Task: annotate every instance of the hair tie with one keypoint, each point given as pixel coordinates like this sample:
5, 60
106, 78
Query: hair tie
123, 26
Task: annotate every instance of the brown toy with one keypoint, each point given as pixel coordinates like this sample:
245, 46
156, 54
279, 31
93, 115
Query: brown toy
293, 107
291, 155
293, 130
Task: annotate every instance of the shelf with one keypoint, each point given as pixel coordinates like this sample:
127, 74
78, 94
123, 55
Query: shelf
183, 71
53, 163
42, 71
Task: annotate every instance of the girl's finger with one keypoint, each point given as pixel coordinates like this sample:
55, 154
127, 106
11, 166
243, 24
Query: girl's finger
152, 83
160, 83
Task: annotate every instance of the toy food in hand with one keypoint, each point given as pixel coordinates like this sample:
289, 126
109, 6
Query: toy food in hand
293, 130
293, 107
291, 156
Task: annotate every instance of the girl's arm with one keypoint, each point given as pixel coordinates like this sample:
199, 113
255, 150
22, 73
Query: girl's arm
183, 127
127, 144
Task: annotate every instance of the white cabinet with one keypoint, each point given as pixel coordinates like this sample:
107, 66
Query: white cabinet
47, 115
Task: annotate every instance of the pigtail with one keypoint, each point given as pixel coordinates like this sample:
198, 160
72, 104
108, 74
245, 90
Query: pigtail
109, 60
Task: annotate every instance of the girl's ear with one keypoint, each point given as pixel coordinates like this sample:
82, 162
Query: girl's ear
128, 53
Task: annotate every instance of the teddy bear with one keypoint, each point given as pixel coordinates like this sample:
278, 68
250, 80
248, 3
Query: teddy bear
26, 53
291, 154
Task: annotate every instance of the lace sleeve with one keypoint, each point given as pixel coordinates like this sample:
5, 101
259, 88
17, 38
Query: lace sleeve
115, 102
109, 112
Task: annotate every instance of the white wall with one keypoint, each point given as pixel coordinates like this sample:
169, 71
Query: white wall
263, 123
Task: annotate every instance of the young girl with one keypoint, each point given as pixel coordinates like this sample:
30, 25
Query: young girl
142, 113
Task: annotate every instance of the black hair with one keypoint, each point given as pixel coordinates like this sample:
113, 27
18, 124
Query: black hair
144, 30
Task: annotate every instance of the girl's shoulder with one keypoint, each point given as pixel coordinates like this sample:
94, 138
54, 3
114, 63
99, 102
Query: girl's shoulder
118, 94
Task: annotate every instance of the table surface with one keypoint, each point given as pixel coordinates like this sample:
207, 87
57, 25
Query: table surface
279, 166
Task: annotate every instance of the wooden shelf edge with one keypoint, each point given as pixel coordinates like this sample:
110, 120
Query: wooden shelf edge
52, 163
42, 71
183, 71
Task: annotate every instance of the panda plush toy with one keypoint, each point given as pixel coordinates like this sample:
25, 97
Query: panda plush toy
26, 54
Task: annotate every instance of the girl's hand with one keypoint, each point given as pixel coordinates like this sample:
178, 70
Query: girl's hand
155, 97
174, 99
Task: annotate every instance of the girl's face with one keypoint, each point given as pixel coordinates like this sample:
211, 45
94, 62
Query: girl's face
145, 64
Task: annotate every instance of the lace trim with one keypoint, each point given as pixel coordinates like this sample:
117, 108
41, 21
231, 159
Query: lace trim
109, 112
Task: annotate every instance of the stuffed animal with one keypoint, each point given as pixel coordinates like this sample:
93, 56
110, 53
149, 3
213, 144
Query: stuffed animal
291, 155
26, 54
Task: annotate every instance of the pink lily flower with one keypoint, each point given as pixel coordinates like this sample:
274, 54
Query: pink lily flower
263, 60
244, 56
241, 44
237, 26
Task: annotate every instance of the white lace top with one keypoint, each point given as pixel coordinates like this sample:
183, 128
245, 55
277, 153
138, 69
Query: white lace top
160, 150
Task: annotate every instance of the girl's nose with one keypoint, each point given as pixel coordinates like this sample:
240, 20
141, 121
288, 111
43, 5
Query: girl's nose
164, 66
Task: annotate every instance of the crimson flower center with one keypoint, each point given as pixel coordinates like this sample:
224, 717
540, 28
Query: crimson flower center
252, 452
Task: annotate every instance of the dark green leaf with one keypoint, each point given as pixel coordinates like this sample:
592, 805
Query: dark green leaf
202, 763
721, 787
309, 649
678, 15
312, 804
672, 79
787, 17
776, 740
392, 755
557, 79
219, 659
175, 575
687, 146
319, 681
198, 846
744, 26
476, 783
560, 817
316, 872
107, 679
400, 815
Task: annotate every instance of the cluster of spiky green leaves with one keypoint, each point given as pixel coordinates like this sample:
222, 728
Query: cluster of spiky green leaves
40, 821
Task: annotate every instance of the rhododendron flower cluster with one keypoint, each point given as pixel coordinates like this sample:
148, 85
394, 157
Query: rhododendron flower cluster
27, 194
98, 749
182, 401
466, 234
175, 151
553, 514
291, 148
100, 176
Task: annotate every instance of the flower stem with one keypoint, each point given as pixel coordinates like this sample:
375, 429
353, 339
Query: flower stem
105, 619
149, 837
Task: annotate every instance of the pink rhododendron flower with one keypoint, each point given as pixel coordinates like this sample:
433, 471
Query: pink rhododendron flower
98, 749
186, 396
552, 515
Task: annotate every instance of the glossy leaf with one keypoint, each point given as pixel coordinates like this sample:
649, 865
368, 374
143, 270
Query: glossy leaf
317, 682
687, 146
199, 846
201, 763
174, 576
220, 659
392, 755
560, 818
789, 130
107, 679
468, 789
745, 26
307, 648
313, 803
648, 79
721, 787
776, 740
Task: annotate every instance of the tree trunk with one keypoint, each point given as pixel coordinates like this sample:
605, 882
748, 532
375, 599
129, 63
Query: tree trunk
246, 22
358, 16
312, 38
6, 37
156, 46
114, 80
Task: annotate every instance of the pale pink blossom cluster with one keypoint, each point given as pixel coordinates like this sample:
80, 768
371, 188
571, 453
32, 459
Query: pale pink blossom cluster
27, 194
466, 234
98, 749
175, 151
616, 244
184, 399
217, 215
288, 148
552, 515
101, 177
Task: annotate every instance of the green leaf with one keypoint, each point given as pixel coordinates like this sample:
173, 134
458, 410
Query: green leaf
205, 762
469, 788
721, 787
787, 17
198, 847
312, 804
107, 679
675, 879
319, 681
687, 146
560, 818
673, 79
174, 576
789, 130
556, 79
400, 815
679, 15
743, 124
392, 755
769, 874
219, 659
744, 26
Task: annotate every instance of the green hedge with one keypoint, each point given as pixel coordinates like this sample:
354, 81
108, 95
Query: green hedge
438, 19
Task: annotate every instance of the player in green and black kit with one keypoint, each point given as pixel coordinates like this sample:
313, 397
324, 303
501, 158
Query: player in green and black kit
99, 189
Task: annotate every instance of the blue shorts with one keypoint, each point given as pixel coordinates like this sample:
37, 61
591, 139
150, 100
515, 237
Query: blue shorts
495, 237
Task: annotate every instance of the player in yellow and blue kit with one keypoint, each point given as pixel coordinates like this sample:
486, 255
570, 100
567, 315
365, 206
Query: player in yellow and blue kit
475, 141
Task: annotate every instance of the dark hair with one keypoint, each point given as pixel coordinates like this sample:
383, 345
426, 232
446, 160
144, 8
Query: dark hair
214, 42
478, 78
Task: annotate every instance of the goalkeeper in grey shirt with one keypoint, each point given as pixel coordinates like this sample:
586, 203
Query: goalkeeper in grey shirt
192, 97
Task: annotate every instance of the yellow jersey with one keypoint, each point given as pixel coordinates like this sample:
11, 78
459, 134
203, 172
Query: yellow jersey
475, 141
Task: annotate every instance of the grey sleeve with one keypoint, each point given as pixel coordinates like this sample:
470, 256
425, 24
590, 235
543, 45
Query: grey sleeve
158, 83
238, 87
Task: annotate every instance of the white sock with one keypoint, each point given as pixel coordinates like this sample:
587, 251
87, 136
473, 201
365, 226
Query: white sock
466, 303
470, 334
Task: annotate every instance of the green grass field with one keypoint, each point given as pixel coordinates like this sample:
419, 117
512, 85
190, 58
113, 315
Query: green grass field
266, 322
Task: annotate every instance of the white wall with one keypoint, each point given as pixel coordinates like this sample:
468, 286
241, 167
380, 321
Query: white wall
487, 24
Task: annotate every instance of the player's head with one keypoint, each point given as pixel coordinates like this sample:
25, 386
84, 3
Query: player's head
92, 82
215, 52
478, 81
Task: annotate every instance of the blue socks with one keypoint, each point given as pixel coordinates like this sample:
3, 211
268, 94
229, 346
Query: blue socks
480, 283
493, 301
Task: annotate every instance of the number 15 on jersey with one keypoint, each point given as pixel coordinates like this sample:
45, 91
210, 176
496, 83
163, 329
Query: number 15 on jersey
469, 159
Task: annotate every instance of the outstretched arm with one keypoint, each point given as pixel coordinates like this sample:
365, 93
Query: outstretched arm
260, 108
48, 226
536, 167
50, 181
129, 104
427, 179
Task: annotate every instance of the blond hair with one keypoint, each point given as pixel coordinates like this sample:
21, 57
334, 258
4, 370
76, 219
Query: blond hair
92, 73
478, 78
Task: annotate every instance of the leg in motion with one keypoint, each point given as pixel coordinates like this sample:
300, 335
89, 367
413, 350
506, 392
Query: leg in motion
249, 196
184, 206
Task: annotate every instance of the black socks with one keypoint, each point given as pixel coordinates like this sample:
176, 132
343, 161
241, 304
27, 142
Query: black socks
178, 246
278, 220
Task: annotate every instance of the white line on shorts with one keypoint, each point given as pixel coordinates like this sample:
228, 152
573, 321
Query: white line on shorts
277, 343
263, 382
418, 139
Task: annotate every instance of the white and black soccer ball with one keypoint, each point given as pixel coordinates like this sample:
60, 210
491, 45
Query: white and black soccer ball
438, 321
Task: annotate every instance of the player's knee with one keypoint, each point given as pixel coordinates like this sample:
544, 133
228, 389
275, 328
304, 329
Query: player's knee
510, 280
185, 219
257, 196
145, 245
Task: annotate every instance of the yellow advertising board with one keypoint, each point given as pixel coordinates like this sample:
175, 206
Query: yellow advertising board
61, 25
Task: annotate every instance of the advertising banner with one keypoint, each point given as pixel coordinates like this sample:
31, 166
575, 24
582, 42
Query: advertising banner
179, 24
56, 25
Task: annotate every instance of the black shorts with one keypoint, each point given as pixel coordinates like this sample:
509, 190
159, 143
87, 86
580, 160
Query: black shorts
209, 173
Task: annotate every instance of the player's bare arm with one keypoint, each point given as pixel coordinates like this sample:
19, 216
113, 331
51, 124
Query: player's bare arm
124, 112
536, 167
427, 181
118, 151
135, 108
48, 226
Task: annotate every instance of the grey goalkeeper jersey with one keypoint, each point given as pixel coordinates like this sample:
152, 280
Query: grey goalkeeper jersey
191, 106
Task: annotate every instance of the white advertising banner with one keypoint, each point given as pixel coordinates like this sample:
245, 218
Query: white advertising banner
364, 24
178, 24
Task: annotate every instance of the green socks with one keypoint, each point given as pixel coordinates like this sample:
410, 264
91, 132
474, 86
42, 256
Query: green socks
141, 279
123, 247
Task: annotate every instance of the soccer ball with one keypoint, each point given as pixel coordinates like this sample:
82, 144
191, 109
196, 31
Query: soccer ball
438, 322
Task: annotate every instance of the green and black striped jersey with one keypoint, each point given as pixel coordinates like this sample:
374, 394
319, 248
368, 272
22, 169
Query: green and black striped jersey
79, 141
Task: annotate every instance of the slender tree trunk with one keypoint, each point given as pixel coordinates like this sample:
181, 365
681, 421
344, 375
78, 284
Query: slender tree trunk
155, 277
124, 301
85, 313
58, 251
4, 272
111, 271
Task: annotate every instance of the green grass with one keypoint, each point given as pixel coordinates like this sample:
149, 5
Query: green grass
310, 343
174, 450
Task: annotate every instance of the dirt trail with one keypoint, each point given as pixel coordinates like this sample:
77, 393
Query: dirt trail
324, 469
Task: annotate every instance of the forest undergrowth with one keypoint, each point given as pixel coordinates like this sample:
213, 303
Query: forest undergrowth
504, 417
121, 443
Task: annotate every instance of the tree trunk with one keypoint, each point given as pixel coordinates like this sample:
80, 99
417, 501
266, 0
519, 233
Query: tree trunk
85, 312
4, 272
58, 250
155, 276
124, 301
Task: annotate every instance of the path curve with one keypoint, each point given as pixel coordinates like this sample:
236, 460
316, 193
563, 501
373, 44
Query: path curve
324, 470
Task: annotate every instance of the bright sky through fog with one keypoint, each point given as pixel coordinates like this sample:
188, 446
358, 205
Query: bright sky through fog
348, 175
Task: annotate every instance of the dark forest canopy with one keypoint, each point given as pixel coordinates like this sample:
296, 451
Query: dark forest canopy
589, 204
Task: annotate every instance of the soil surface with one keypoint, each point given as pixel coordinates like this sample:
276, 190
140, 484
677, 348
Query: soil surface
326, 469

Challenge
Repeat only the lines running from the line that contains "Task: annotate every instance of the forest" through the last line above, inclusive.

Response to the exercise
Task: annotate every instance of the forest undergrowth with one keypoint, each point given as pixel coordinates like this sample:
213, 303
Query: forest undergrowth
504, 417
121, 443
Task: annotate every instance of the tree trunk with one keypoint, each point given as pixel coordinates like this sample:
80, 99
417, 501
266, 0
519, 233
Query: tree trunk
85, 312
4, 272
58, 250
155, 276
124, 301
Task: annotate every instance of the path curve with one keypoint, each point given as pixel coordinates like this sample:
236, 460
316, 193
563, 501
373, 44
Query: path curve
324, 470
Task: annotate every instance of the bright sky through fog with one keypoint, each point given as pixel coordinates like this sample:
188, 446
358, 205
Query: bright sky through fog
348, 175
Task: annotate every instance of the dark forest canopy with one keypoint, each point given as pixel coordinates like this sample:
296, 451
Query: dark forest canopy
589, 204
Task: annotate every instance of the soil surface with one keypoint, each point given as pixel coordinates like this sample:
276, 190
140, 484
677, 348
Query: soil surface
326, 469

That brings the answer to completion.